▶ [PROBLEM TO WORK ON]:
Your answer must be the lines from the one containing "of the circular" through the last line of the records below, copied exactly, with the pictures left out.
══ INPUT DATA
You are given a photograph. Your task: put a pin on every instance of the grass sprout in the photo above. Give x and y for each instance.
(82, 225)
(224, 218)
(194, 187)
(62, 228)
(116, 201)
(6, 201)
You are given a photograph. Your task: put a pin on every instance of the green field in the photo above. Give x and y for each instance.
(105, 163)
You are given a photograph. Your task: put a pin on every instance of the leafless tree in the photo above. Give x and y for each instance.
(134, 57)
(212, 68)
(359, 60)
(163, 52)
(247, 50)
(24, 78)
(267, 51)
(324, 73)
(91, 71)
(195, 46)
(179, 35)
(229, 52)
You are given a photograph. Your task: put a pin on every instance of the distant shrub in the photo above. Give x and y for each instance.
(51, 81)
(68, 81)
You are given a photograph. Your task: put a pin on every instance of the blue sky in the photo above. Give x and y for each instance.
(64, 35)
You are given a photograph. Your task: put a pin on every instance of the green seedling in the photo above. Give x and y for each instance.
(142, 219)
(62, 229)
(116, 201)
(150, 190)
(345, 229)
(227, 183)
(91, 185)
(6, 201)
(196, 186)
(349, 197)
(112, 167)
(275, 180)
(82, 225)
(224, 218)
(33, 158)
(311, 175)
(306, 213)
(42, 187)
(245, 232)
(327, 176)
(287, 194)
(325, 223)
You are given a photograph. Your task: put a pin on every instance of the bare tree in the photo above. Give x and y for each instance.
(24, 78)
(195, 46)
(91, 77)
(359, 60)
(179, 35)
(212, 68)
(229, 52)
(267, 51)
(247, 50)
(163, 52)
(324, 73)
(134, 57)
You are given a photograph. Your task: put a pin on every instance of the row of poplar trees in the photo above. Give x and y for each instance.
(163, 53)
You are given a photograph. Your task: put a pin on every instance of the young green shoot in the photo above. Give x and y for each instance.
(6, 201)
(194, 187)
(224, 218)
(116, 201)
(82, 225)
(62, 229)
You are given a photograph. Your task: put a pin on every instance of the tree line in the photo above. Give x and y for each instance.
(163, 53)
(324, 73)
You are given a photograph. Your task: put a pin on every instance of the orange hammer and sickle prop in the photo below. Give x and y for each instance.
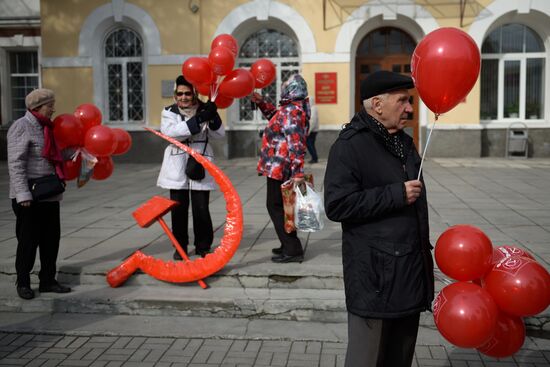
(188, 271)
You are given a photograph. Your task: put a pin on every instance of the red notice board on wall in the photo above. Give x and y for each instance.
(326, 88)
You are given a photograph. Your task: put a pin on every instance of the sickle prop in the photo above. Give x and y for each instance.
(179, 272)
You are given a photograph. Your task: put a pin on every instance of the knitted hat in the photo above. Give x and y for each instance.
(39, 97)
(383, 81)
(180, 80)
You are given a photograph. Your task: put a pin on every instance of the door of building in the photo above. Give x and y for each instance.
(387, 49)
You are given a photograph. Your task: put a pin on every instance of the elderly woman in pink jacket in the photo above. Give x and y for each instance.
(33, 153)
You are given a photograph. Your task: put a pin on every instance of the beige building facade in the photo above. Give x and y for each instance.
(123, 56)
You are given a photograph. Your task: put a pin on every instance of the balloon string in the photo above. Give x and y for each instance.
(426, 147)
(216, 85)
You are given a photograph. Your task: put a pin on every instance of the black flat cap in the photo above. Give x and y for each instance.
(383, 81)
(180, 80)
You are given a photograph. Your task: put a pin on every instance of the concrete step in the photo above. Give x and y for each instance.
(189, 300)
(186, 300)
(271, 276)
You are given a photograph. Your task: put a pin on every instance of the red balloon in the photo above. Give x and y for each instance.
(89, 115)
(123, 140)
(464, 252)
(520, 286)
(100, 141)
(502, 252)
(197, 70)
(445, 66)
(221, 60)
(465, 314)
(67, 131)
(263, 72)
(72, 168)
(508, 338)
(203, 89)
(237, 84)
(223, 101)
(225, 40)
(103, 168)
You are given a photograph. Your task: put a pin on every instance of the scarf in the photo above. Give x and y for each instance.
(392, 142)
(51, 151)
(295, 90)
(189, 112)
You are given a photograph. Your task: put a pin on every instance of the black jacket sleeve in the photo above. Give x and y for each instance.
(346, 197)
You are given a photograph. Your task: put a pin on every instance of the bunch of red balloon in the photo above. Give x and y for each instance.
(82, 131)
(496, 288)
(214, 77)
(445, 66)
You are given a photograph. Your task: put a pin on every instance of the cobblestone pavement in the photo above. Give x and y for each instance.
(105, 351)
(506, 198)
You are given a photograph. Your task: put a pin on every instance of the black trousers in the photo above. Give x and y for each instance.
(202, 222)
(290, 242)
(310, 144)
(36, 226)
(381, 342)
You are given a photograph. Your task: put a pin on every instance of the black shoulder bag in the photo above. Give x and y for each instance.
(194, 170)
(46, 186)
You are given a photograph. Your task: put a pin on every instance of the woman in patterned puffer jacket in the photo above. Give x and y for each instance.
(282, 157)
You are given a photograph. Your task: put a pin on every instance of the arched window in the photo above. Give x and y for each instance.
(512, 74)
(386, 41)
(124, 76)
(283, 52)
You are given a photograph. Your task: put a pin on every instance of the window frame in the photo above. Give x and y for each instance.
(281, 64)
(522, 57)
(123, 61)
(9, 85)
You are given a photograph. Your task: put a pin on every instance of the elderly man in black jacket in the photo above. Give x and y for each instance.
(371, 187)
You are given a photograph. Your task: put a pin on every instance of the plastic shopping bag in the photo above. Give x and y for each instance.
(289, 199)
(308, 210)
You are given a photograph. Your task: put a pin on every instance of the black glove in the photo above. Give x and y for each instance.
(208, 113)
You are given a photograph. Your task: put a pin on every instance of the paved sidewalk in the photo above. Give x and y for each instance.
(508, 199)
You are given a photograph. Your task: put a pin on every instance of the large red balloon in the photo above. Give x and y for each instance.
(445, 66)
(100, 141)
(221, 60)
(68, 131)
(89, 115)
(502, 252)
(464, 252)
(263, 72)
(508, 338)
(103, 168)
(237, 84)
(225, 40)
(465, 314)
(520, 286)
(223, 101)
(123, 140)
(72, 168)
(197, 70)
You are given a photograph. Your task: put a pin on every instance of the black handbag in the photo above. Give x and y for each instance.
(194, 170)
(46, 186)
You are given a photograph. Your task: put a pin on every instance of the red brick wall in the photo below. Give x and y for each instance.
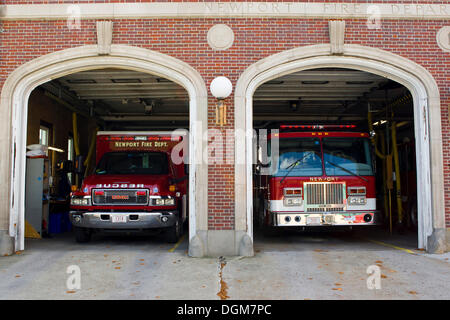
(144, 1)
(255, 39)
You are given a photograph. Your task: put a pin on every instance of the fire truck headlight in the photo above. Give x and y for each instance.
(359, 201)
(164, 202)
(292, 202)
(80, 201)
(169, 202)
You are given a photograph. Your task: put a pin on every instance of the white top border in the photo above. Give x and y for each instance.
(225, 10)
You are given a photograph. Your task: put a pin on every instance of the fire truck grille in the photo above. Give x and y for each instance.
(119, 197)
(321, 197)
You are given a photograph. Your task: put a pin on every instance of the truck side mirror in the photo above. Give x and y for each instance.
(79, 164)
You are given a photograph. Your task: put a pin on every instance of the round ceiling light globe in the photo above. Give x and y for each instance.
(221, 87)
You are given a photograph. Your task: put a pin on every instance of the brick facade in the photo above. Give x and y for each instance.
(255, 38)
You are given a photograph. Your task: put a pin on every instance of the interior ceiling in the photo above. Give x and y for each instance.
(124, 99)
(331, 94)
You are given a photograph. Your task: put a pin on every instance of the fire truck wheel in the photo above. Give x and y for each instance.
(82, 235)
(173, 233)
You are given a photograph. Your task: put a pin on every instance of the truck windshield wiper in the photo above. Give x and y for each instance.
(293, 165)
(346, 170)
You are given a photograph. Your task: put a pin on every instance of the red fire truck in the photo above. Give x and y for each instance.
(320, 176)
(135, 187)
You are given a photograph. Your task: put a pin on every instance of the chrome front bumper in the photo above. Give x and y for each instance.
(342, 218)
(132, 220)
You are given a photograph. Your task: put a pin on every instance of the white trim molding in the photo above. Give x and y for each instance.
(242, 9)
(427, 116)
(14, 106)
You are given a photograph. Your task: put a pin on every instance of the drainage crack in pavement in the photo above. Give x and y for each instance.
(222, 284)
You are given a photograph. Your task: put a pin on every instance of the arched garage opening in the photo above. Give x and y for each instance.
(25, 79)
(426, 109)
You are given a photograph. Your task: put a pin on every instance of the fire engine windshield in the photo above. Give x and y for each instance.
(298, 157)
(153, 163)
(347, 156)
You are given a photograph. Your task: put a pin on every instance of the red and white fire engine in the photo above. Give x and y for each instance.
(136, 186)
(321, 175)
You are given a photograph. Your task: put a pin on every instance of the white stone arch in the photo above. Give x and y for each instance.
(427, 115)
(13, 123)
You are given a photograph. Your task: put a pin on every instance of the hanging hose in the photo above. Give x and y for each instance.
(76, 143)
(387, 169)
(75, 134)
(374, 138)
(397, 173)
(88, 161)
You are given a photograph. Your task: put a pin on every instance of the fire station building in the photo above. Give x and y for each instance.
(149, 65)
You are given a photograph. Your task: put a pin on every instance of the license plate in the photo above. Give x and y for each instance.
(120, 197)
(120, 219)
(313, 220)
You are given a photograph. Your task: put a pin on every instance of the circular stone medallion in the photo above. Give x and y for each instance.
(220, 37)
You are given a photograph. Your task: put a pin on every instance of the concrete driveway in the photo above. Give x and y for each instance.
(286, 266)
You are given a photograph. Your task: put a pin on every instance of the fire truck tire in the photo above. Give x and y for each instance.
(82, 235)
(173, 233)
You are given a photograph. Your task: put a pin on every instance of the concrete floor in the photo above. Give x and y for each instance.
(286, 266)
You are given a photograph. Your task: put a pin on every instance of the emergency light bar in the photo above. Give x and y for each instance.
(318, 126)
(141, 138)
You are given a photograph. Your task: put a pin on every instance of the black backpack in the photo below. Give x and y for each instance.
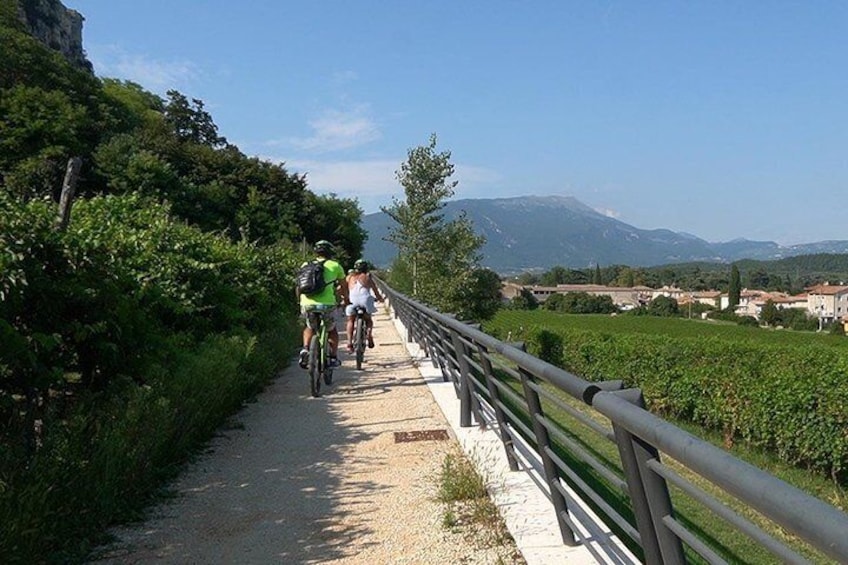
(310, 278)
════
▶ [ANSWER TO THE EXERCISE]:
You are given a photograph. Your task: put a pin on every instance of the circular stone medallion in the photo above. Give x and y for each instance.
(220, 37)
You are given a photograph. Your task: put a pin on every instance of the concrete driveway in the photo above. Give x and y for each instance.
(286, 266)
You are given a photograph. Your task: put a pin on every instance of the fire truck tire in the photo above. Give x and y for each instance.
(82, 235)
(173, 233)
You are given a photograph. Your task: put a pin on every instance of the concrete floor in the photo above. Give x and y for each instance.
(286, 266)
You are given a photograph. Your task: put a pin on every instance of the emergency light bar in the photo above. Give x and y for each instance.
(318, 126)
(141, 138)
You are given a photograph. Your task: put a pin on every instance of the black backpack in the photo below. Give x and y for each instance.
(310, 278)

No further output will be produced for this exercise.